======== KUTIPAN TERPILIH ========

Mohon tunggu...
Nurul Muslimin
Nurul Muslimin Mohon Tunggu... Foto/Videografer - Orang Biasa yang setia pada proses.

Lahir di Grobogan, 13 Mei 1973

Selanjutnya

Tutup

Inovasi Artikel Utama

Mengapa Perlu Melakukan Revitalisasi Lembaga KPI?

23 Juni 2017   01:46 Diperbarui: 23 Juni 2017   09:44 1992
+
Laporkan Konten
Laporkan Akun
Kompasiana adalah platform blog. Konten ini menjadi tanggung jawab bloger dan tidak mewakili pandangan redaksi Kompas.
Lihat foto
Sumber: okezone.com

Pola percepatan laju informasi di dunia menjadi trigger (pemicu) kecepatan di semua lini kehidupan. Ekonomi, sosial, budaya, politik, pendidikan dan lain sebagainya. Ini menjadi pertanda positif, namun perlu kita waspadai, bahwa percepatan laju informasi akan membawa implikasi negatif jika tidak ada kontrol secara baik oleh lembaga pemerintah. Karena bagaimanapun pemerintah bertanggung jawab ke arah mana masa depan bangsa akan dibawa.

Pada sekitar tahun 1980-an, saya masing ingat, jika menonton televisi harus ke Balai Desa, karena yang memiliki pesawat televisi waktu itu hanya segelintir orang saja dalam satu wilayah desa. Siaran stasiun televisi yang ada hanya TVRI (Televisi Republik Indonesia). Stasiun Radio pun yang ada hanya RRI (Radio Republik Indonesia). Sedangkan lembaga pengontrolnya waktu itu adalah Departemen Penerangan (Era Orde Baru).

Bisa kita bayangkan, pada era itu (Tahun 1980 dan era sebelumnya) masih menjadi era 'miskin' informasi. Kita hanya memiliki 2 (dua) saluran informasi yang bisa kita akses. Siaran TVRI dan RRI pada waktu itu pun jika kita bandingkan dengan era sekarang, apalagi dengan stasiun televisi dan radio swasta sangat jauh berbeda. Sekarang lebih variatif dan kreatif.

Pesatnya era informasi digital sejak tahun 1990-an yang ditandai dengan masuknya internet di Indonesia, membawa dampak yang demikian dahsyat. Akses informasi menjadi sangat cepat. Dunia seakan tanpa batas negara. Komunikasi dengan orang di belahan dunia lain bisa dilakukan realtime dan bahkan bisa live-streaming!

======== DATA YANG DIBERIKAN ========

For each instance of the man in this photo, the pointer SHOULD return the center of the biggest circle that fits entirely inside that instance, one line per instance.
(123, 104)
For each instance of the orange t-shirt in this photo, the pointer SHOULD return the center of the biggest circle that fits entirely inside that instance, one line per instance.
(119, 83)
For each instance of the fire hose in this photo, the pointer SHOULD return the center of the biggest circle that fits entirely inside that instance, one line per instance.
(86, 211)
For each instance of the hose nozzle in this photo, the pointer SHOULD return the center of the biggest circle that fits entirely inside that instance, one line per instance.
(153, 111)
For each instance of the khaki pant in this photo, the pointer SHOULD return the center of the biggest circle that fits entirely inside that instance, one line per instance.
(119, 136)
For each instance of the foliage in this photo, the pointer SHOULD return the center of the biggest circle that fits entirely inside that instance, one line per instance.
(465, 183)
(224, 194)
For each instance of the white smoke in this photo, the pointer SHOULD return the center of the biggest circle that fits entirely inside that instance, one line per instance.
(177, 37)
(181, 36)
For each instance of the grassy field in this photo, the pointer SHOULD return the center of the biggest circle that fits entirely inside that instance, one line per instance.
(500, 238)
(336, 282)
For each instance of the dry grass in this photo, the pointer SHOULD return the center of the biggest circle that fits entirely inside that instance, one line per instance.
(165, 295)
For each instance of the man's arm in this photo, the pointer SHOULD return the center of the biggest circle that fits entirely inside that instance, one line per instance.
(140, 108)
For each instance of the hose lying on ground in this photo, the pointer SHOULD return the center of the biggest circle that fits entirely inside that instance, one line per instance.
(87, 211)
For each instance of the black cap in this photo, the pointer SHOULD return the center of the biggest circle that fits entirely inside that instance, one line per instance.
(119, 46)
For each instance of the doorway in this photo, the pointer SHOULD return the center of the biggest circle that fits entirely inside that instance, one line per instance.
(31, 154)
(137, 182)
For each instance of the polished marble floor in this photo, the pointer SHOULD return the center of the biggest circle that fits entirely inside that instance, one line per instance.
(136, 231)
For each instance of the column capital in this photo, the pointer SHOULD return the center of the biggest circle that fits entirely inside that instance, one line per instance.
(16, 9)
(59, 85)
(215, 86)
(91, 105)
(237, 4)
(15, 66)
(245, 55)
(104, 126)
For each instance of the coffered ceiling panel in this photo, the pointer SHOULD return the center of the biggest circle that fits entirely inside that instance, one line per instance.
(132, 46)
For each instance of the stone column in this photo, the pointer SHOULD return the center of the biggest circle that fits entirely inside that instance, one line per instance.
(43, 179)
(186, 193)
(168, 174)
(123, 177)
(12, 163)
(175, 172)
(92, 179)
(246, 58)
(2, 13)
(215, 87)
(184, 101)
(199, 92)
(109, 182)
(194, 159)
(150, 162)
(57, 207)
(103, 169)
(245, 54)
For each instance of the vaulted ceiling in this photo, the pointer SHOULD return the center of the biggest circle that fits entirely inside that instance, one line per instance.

========

- TUGAS YANG DIBERIKAN A:
Dalam kutipan tentang revitalisasi KPI, lembaga apa yang disebut mengontrol siaran televisi dan radio pada era Orde Baru?
- TUGAS YANG DIBERIKAN B:
Lanjutkan kutipan tentang revitalisasi KPI mulai dari kalimat sesudah kalimat terakhirnya.

- JAWABAN A:
Departemen Penerangan.

- JAWABAN B:
Dunia kreatifitas dalam bidang broadcastingdan reklame pun demikian 'gila!' Bahkan telah melampaui garis batas norma-norma etika. Di Amerika persaingan iklan antara produk soft-drink (Coca Cola dan Pepsi) menjadi contohnya (www.youtube.com). Di mana antar produsen tersebut saling serang dan saling merendahkan. Dunia kreatifitas yang tak mengindahkan nilai etika semacam itu bukan tak mungkin suatu saat masuk ke Indonesia dalam bentuk-bentuk yang lebih parah.

Perkembangan teknologi digital juga merambah dan menjangkiti dalam dunia sosial politik. Masih belum lenyap dalam ingatan kita tentang Pilkada DKI. Bagaimana sebuah berita disajikan oleh media massa dengan framing. Membingkai sebuah peristiwa dengan sudut pandang tertentu, dengan menggunakan diksi-diksi tertentu pula dan untuk tujuan-tujuan politis. 

Menurut saya framing adalah kejahatan yang dikemas dengan halus. Mengapa demikian, karena media massa era sekarang ini menjadi referensi yang cukup populer di kalangan publik, dan acap kali menjadi referensi setiap orang yang kemudian melahirkan pandangan-pandangan atau asumsi-asumsi yang mengikuti arah framing yang telah dibentuk. Padahal framing kebanyakan lebih condong kepada subyektifitas dan ada unsur pembelokan fakta empiris. Bahkan secara ekstrim mengarah pada berita bohong. Jika framing telah melewati batas-batas kebenaran empiris, maka berita tersebut telah memasuki ruang kebohongan publik alias hoax.

Inilah yang sekarang dihadapi oleh KPI (Komisi Penyiaran Indonesia). Bagaimana respons KPI terhadap kondisi situasi era yang demikian canggih, cepat dan tanpa batas? Maka menurut hemat saya, harus dilakukan sebuah re-positioning untuk lebih menjaga marwah KPI dalam melakukan kontrol terhadap lembaga penyiaran di Indonesia.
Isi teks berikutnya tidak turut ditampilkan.